## [行う作業]
1. 文書の抜粋によると、積層板Fのクラック耐性評価で、クラックが生じなかったのは10個中何個か。
2. 文書の抜粋で、樹脂組成物Fを用いた場合に「全て良好」とされた性質をすべて挙げよ。
3. 文書の抜粋を、最後の文の次から書き継げ。

═══ 文書の抜粋 ═══

積層板Fを用い、実施例1と同様の方法でクラック耐性を評価したところ、8個/10個でクラックが生じなかったことから、クラック耐性が良好と判断した。
上記の結果から、樹脂組成物Fを用いることで、ボイドの発生がなく、耐熱性、難燃性、クラック耐性が全て良好であることから、総合判定として合格であると判断した。
【0152】
(実施例7)
合成例7の樹脂組成物Gを使用し、実施例1と同様の方法で製造し、評価した。評価結果、及び混合指標α〜εを表3に示す。
合成例7の樹脂組成物Gを使用した以外は、実施例1と同様の方法で、ボイドの評価をしたところ、ボイドの発生はなく、ボイド評価は良好と判断した。
合成例7の樹脂組成物Gを使用した以外は、実施例1と同様の方法で積層板Gを作製した。

═══ 提供データ ═══

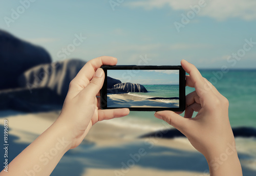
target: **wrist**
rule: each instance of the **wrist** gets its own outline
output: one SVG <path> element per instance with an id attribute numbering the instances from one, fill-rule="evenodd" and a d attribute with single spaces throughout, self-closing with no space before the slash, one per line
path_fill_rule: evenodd
<path id="1" fill-rule="evenodd" d="M 222 149 L 218 147 L 205 156 L 211 175 L 242 175 L 234 141 Z"/>
<path id="2" fill-rule="evenodd" d="M 49 129 L 51 133 L 55 134 L 56 142 L 60 143 L 65 152 L 72 148 L 73 137 L 68 125 L 57 119 Z"/>

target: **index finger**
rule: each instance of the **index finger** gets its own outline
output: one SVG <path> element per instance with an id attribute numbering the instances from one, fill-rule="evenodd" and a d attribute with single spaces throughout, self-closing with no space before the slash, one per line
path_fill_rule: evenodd
<path id="1" fill-rule="evenodd" d="M 189 74 L 188 84 L 196 89 L 199 98 L 204 100 L 212 99 L 215 95 L 196 67 L 184 59 L 181 61 L 181 65 L 186 72 Z"/>
<path id="2" fill-rule="evenodd" d="M 117 59 L 111 56 L 101 56 L 92 59 L 83 67 L 74 79 L 78 81 L 79 85 L 84 87 L 89 84 L 97 69 L 101 65 L 114 65 L 117 63 Z"/>

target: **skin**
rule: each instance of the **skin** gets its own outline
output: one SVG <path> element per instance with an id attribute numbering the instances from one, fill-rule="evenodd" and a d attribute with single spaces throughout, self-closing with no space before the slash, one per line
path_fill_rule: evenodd
<path id="1" fill-rule="evenodd" d="M 228 101 L 193 64 L 185 60 L 181 65 L 189 74 L 186 85 L 196 91 L 186 96 L 184 117 L 182 112 L 165 111 L 155 114 L 188 139 L 206 159 L 211 175 L 242 175 L 236 143 L 228 118 Z M 198 112 L 192 118 L 194 112 Z"/>
<path id="2" fill-rule="evenodd" d="M 94 124 L 128 115 L 127 108 L 100 109 L 97 98 L 104 78 L 100 66 L 117 62 L 116 58 L 108 56 L 87 62 L 70 83 L 58 119 L 9 164 L 8 172 L 3 170 L 0 175 L 49 175 L 63 155 L 78 146 Z M 188 138 L 206 158 L 211 175 L 242 175 L 235 146 L 230 149 L 229 145 L 235 143 L 228 120 L 228 101 L 194 65 L 184 60 L 181 64 L 189 74 L 187 85 L 196 88 L 186 97 L 185 117 L 178 115 L 181 112 L 170 111 L 159 112 L 155 116 Z M 194 111 L 198 114 L 191 118 Z M 226 159 L 218 160 L 223 153 L 226 153 Z"/>

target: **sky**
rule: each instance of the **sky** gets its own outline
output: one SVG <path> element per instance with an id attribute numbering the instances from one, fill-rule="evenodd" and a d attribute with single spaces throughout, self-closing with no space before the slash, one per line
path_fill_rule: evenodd
<path id="1" fill-rule="evenodd" d="M 145 84 L 179 84 L 179 70 L 108 70 L 108 76 L 122 82 Z"/>
<path id="2" fill-rule="evenodd" d="M 255 68 L 255 0 L 0 0 L 0 29 L 53 61 Z"/>

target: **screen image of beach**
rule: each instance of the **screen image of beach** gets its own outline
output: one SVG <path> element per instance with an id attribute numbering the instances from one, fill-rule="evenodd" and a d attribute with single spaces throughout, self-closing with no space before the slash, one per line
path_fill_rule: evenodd
<path id="1" fill-rule="evenodd" d="M 108 70 L 107 107 L 179 107 L 178 70 Z"/>

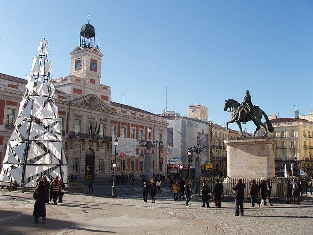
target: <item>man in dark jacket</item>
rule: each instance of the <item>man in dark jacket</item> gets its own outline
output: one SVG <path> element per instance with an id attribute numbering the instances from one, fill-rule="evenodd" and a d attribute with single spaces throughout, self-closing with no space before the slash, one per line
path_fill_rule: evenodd
<path id="1" fill-rule="evenodd" d="M 256 199 L 256 197 L 258 196 L 258 194 L 259 185 L 255 182 L 255 180 L 252 180 L 250 187 L 250 191 L 249 191 L 249 196 L 250 196 L 251 204 L 252 204 L 251 207 L 254 207 L 256 203 L 260 206 L 260 203 Z"/>
<path id="2" fill-rule="evenodd" d="M 205 181 L 203 181 L 203 188 L 202 188 L 202 201 L 203 202 L 203 205 L 202 205 L 202 207 L 205 207 L 205 203 L 207 207 L 210 207 L 209 191 L 209 186 Z"/>
<path id="3" fill-rule="evenodd" d="M 261 204 L 260 205 L 260 207 L 264 206 L 265 201 L 266 200 L 266 191 L 268 190 L 267 187 L 266 187 L 266 182 L 265 181 L 265 179 L 264 177 L 261 177 L 260 179 L 261 181 L 261 183 L 260 183 L 260 186 L 259 186 L 259 188 L 261 191 Z"/>
<path id="4" fill-rule="evenodd" d="M 235 207 L 236 216 L 239 216 L 239 208 L 240 208 L 240 215 L 244 216 L 244 193 L 246 185 L 243 184 L 241 179 L 238 179 L 237 183 L 232 187 L 232 189 L 235 190 Z"/>
<path id="5" fill-rule="evenodd" d="M 218 179 L 215 180 L 215 185 L 212 192 L 213 195 L 213 201 L 214 202 L 215 207 L 220 208 L 221 207 L 221 197 L 222 197 L 222 194 L 223 194 L 223 186 L 220 183 Z"/>
<path id="6" fill-rule="evenodd" d="M 179 181 L 179 189 L 180 189 L 180 195 L 179 195 L 179 200 L 181 200 L 181 197 L 182 199 L 185 200 L 185 185 L 186 184 L 186 181 L 185 178 L 183 178 L 180 181 Z"/>
<path id="7" fill-rule="evenodd" d="M 292 192 L 293 202 L 295 204 L 295 198 L 298 200 L 298 204 L 300 205 L 300 193 L 301 191 L 301 186 L 299 182 L 297 182 L 295 179 L 291 184 L 291 189 Z"/>

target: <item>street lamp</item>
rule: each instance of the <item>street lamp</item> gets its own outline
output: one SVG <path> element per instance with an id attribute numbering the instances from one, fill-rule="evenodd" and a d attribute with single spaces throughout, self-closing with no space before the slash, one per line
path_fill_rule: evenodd
<path id="1" fill-rule="evenodd" d="M 113 178 L 113 186 L 112 187 L 112 195 L 111 195 L 111 197 L 112 198 L 116 198 L 117 197 L 117 195 L 116 195 L 116 186 L 115 185 L 115 175 L 116 174 L 116 155 L 117 155 L 116 148 L 118 144 L 118 140 L 117 140 L 116 137 L 115 137 L 115 139 L 113 141 L 113 143 L 115 149 L 114 153 L 115 159 L 114 161 L 114 164 L 113 164 L 113 167 L 114 168 L 114 177 Z"/>
<path id="2" fill-rule="evenodd" d="M 204 152 L 205 150 L 204 146 L 201 147 L 199 145 L 199 137 L 197 137 L 197 144 L 196 146 L 190 147 L 189 149 L 192 152 L 196 152 L 196 177 L 199 178 L 201 176 L 201 163 L 200 162 L 200 153 Z"/>
<path id="3" fill-rule="evenodd" d="M 188 150 L 187 150 L 187 154 L 188 154 L 188 180 L 190 180 L 190 162 L 192 161 L 191 159 L 192 152 L 191 150 L 189 148 L 188 148 Z"/>
<path id="4" fill-rule="evenodd" d="M 151 140 L 151 132 L 152 130 L 150 127 L 148 128 L 148 138 L 147 138 L 147 140 L 141 139 L 139 141 L 139 143 L 141 147 L 144 147 L 147 148 L 147 155 L 148 157 L 146 157 L 146 159 L 145 159 L 145 170 L 148 169 L 148 172 L 149 175 L 151 175 L 151 173 L 153 174 L 153 171 L 154 170 L 154 156 L 152 157 L 150 155 L 150 153 L 151 152 L 151 148 L 155 148 L 156 147 L 157 147 L 157 143 L 158 141 L 156 140 L 154 142 L 152 142 Z M 151 170 L 151 167 L 152 165 L 152 170 Z M 151 177 L 151 175 L 149 175 L 149 177 Z"/>

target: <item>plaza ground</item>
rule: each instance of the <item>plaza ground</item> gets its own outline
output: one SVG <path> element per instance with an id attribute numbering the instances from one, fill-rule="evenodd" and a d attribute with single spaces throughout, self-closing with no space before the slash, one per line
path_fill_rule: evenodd
<path id="1" fill-rule="evenodd" d="M 168 185 L 156 203 L 141 199 L 139 185 L 118 186 L 118 198 L 112 199 L 110 185 L 96 182 L 95 195 L 67 193 L 64 203 L 47 205 L 47 224 L 33 223 L 34 200 L 31 192 L 0 189 L 0 233 L 3 235 L 280 235 L 312 234 L 313 197 L 300 205 L 274 201 L 274 206 L 250 207 L 244 217 L 234 216 L 232 200 L 222 208 L 201 207 L 193 199 L 186 207 L 174 201 Z M 85 192 L 86 189 L 85 189 Z"/>

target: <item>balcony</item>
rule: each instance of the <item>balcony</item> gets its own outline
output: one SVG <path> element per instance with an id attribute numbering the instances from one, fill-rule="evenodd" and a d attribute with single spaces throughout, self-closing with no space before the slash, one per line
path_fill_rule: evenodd
<path id="1" fill-rule="evenodd" d="M 13 123 L 5 123 L 5 129 L 13 130 L 14 129 L 14 124 Z"/>
<path id="2" fill-rule="evenodd" d="M 78 138 L 78 139 L 90 139 L 92 140 L 99 140 L 102 141 L 112 141 L 112 137 L 104 136 L 98 134 L 89 134 L 83 133 L 82 132 L 75 132 L 70 131 L 69 132 L 70 138 Z"/>

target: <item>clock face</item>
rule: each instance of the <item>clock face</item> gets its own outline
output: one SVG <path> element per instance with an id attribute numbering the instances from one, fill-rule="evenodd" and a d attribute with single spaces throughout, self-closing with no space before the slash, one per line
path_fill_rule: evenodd
<path id="1" fill-rule="evenodd" d="M 95 61 L 91 61 L 90 63 L 90 68 L 91 70 L 97 70 L 97 62 Z"/>
<path id="2" fill-rule="evenodd" d="M 76 62 L 75 62 L 75 68 L 76 70 L 79 70 L 81 68 L 82 68 L 82 61 L 81 60 L 77 60 Z"/>

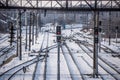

═══

## [各作業の解答]
1. 8個

2. 耐熱性、難燃性、クラック耐性

3.
積層板Gを用い、実施例1と同様の方法で耐熱性を評価したところ、7枚/10枚で膨れを生じなかったことから、耐熱性が良好と判断した。
積層板Gを用い、実施例1と同様の方法で難燃性を評価したところ、V−0であることから、難燃性が良好と判断した。
積層板Gを用い、実施例1と同様の方法でクラック耐性を評価したところ、6個/10個でクラックが生じなかったことから、クラック耐性が良好と判断した。
上記の結果から、樹脂組成物Gを用いることで、ボイドの発生がなく、耐熱性、難燃性、クラック耐性が全て良好であることから、総合判定として合格であると判断した。
【0153】
(実施例8)
合成例8の樹脂組成物Hを使用し、実施例1と同様の方法で製造し、評価した。評価結果、及び混合指標α〜εを表3に示す。
合成例8の樹脂組成物Hを使用した以外は、実施例1と同様の方法で、ボイドの評価をしたところ、ボイドの発生はなく、ボイド評価は良好と判断した。
合成例8の樹脂組成物Hを使用した以外は、実施例1と同様の方法で積層板Hを作製した。
上記積層板Hを用い、実施例1と同様の方法で耐熱性を評価したところ、10枚/10枚で膨れを生じなかったことから、耐熱性が良好と判断した。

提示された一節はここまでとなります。